### Texte
La France : mobilités, transports et enjeux d’aménagement
Introduction :
Le transport a un rôle majeur dans la vie économique et sociale d’un pays. Permettre la mobilité à ses administrés, c’est leur permettre l’accès à l’emploi, au logement, à la santé ou encore aux loisirs. Un pays développé comme la France dispose de moyens de transport diversifiés, qu’ils soient individuels ou collectifs. Les acteurs privés sont en concurrence pour exploiter ces différents modes de déplacement. Pour les pouvoirs publics, il s’agit d’aménager le territoire afin de permettre à chacun d’obtenir les services de transport les plus adaptés.
Dans une première partie, nous étudierons les caractéristiques du système de transport en France. Dans un second temps, nous verrons quels sont les acteurs du transport et la répartition des rôles de chacun. Enfin, nous nous intéresserons aux nouveaux enjeux soulevés par le secteur.
Un système de transport multimodal
Un système de transport multimodal
Les moyens de transports en France
Les moyens de transports en France
Les moyens de transports sont un outil de la mobilité. Il faut distinguer les mobilités pendulaires des mobilités ponctuelles ou saisonnières (congés, etc.).
Mobilités pendulaires :
Les mobilités pendulaires désignent les déplacements quotidiens domicile-travail.
L’automobile est le moyen de transport privilégié pour les trajets courts et les mobilités pendulaires. Le parc automobile français dépassait 39 millions de véhicules en 2017.
La France bénéficie d’un réseau autoroutier très dense, supérieur à 11 000 km aujourd’hui contre 143 km en 1960. Ce développement de l’autoroute entraine mécaniquement un développement économique pour le territoire concerné. Ainsi, on constate que des villes reliées par l’autoroute et le TGV à Paris, comme Le Mans, ont connu une croissance économique là où d’autres, moins reliées, ont stagné. Comme les routes nationales, les autoroutes sont gérées par l’État.
On appelle « routes secondaires » les autres voies destinées aux véhicules à moteur, c'est-à-dire les routes départementales et les voies communales. Elles représentent la majeure partie des voies de transport routier français et permettent de relier l’ensemble du territoire.
Les autres moyens de transport sont, par définition, des moyens de transport collectifs.
Le transport routier de voyageurs rentre dans cette catégorie : bus pour les trajets courts et cars pour les longues distances.
Le chemin de fer permet le transport de passagers mais aussi de marchandises ou d’animaux. En France, l’exploitation est confiée à la SNCF (Société Nationale des Chemins de Fer français). C’est un établissement public qui a bénéficié depuis sa création d’un monopole (unique à proposer ce service) sur les différents types de transport ferroviaire. Petit à petit, la SNCF est mise en concurrence avec d’autres entreprises, dans le cadre de l’homogénéisation des pratiques dans l’Union européenne.

### Consignes des tâches
- A) D’après le texte sur les transports en France, quelle était la longueur du réseau autoroutier français en 1960 ?
- B) Recopiez le passage du texte sur les transports en France, de « Les autres moyens » à « les longues distances. ».
- C) Rédigez la suite du texte sur les transports en France, à partir de sa dernière phrase.

### Contenu des données
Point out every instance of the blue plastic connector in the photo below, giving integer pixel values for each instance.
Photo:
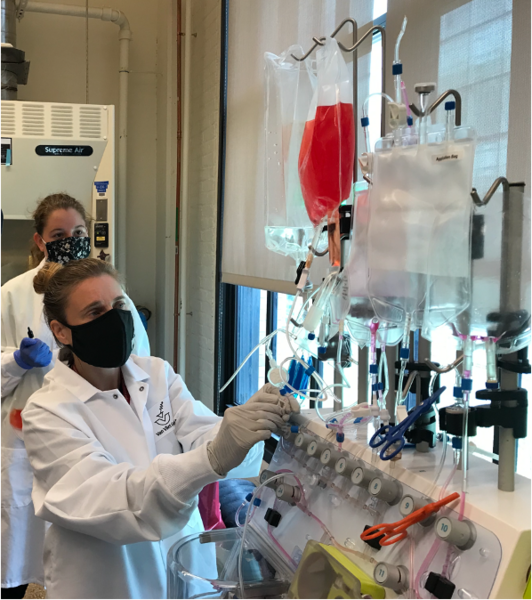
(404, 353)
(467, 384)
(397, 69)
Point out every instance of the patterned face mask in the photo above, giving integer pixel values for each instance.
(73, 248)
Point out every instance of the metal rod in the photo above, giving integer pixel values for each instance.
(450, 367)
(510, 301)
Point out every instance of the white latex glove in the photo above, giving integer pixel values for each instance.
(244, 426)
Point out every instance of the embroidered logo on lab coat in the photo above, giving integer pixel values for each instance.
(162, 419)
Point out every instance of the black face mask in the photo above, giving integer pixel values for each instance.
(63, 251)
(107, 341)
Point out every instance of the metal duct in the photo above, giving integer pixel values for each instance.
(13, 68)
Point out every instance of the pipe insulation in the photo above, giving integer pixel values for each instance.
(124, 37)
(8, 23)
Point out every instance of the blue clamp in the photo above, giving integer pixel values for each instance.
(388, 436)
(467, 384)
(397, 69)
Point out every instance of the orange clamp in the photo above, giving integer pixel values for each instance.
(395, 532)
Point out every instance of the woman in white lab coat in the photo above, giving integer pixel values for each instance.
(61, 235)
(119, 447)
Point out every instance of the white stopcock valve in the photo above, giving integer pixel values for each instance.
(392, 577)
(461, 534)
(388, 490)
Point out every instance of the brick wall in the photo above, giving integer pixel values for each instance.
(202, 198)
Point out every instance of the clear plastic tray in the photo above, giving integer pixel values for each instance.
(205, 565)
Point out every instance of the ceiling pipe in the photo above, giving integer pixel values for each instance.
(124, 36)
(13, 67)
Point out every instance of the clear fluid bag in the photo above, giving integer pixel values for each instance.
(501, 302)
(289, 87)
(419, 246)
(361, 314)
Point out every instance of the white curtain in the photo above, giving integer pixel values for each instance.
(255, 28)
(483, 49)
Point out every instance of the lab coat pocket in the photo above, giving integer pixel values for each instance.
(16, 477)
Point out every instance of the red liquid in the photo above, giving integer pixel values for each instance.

### Réponses par tâche
- A) Le réseau autoroutier français mesurait 143 km en 1960.

- B)
Les autres moyens de transport sont, par définition, des moyens de transport collectifs.
Le transport routier de voyageurs rentre dans cette catégorie : bus pour les trajets courts et cars pour les longues distances.

- C)
Dans le domaine aéronautique, la France se distingue par la capacité d’accueil de ses aéroports. L’Aéroport De Paris (ADP) accueille ainsi 83 millions de passagers annuels à Roissy-Charles-de-Gaulle (93) et Orly (94). L’aéroport de Roissy est le deuxième aéroport d’Europe après celui de Londres-Heathrow. La France bénéficie donc d’une offre de transport diversifiée et multimodale (transport de plusieurs manières).
Ajoutons que le mode de déplacement dépend de l’accessibilité des transports mais aussi du territoire sur lequel on souhaite l’implanter. Par exemple, un espace très accidenté rend difficile l’exploitation de routes à grande vitesse. Ainsi, sur une île volcanique et montagneuse comme la Guadeloupe, on ne trouve pas d’autoroute. Les routes les plus rapides sont des routes nationales. On retrouve les mêmes difficultés sur un territoire comme la Corse en France métropolitaine.
La France bénéficie donc d’un tissu de transport diversifié et fonctionnel. Cependant, étudier l’organisation du transport en France revient à s’interroger sur la place prépondérante de Paris.
La macrocéphalie parisienne
La macrocéphalie parisienne
La France se distingue à tous les niveaux par une macrocéphalie parisienne.
Macrocéphalie :
Ce terme signifie « grosse tête » en grec. Il désigne le fait qu’une ville a une importance disproportionnée sur un territoire, au point que cela crée un déséquilibre avec les autres.
En effet, la France est historiquement un État centralisé. Paris s’est développée comme capitale politique mais aussi comme capitale économique ou encore culturelle. Son importance, à tous les niveaux, a tendance à éclipser les autres villes françaises. C’est loin d’être le cas de tous nos voisins européens. Un pays comme l’Allemagne se distingue par la présence de plusieurs capitales sur son territoire. Si la capitale politique est Berlin, la ville n’a pas la force économique de Munich ou Francfort.
Ainsi, Paris est la seule ville mondiale française, c’est-à-dire qu’elle a une forte influence au niveau international : cela se caractérise par la présence de l’UNESCO (organisme des Nations-Unies), de l’OCDE (Organisme de Commerce et Économie).
Dès lors, la macrocéphalie parisienne se traduit par une centralisation des différents modes de transport.
Quant au trafic aérien, les aéroports de Paris sont bien plus capacitaires que les aéroports de province. Comme on l’a vu, l’Aéroport de Paris accueille chaque année 83 millions de passagers. Le 3e aéroport de France, Nice, n’atteint pas les 10 millions.
L’offre de transport sur le territoire est organisée selon les décisions d’aménagement des acteurs publics ainsi que par l’exploitation par des acteurs privés.
Les acteurs du transport en France
Les acteurs du transport en France
Une mise en concurrence d’acteurs privés et semi-publics
Une mise en concurrence d’acteurs privés et semi-publics
Le transport et l’accès à la mobilité relèvent pour beaucoup du service public. Certains politiques et universitaires évoquent un « droit à la mobilité ».
Mobilité :
La mobilité désigne un changement de lieu.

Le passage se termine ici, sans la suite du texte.